#### [Data for this exercise]
* * *

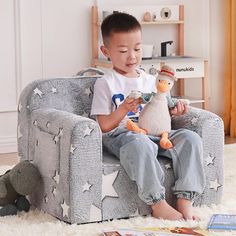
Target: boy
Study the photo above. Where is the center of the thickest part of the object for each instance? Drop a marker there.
(138, 153)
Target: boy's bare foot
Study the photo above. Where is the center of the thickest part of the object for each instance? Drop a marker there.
(185, 207)
(163, 210)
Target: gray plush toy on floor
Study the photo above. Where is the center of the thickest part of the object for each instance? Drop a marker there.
(15, 184)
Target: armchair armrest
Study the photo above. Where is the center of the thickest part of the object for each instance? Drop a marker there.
(67, 148)
(200, 121)
(210, 127)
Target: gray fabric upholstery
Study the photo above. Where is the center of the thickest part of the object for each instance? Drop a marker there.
(81, 182)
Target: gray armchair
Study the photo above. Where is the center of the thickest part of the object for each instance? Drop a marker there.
(81, 182)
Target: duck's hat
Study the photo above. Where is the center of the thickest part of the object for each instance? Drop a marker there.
(168, 71)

* * *

#### [Exercise description]
Working from the material above, transcribe it exactly while omitting pictures.

#### [Answer for the task]
Target: boy
Study the photo above. Where is the center of the thickest part of the object for each instance? Drop a marker there.
(138, 153)
Target: boy's bare foot
Study the photo above. Where is the center of the thickest part of the object for each instance? Drop a marker there.
(185, 207)
(163, 210)
Target: gray plush toy on floor
Study the photo above. Where is the center of the thickest part of the object for each instance? Drop a marker there.
(15, 184)
Target: armchair armrest
Study the photo above. Where is the center of the thickest part of the object for each instance? Drop a marker there.
(67, 148)
(200, 121)
(210, 127)
Target: gray fabric upholstery
Study the photo above. Where is the center of the thickest part of the object for each instance? Drop a marker there.
(81, 182)
Target: gray armchair
Study the photo above. Where is the center of the thickest part of the object for each instance? Drop a marker there.
(81, 182)
Target: duck's hat
Study the photo above. Where is the center of the thickest part of the object for each instance? Drop a marker there.
(168, 71)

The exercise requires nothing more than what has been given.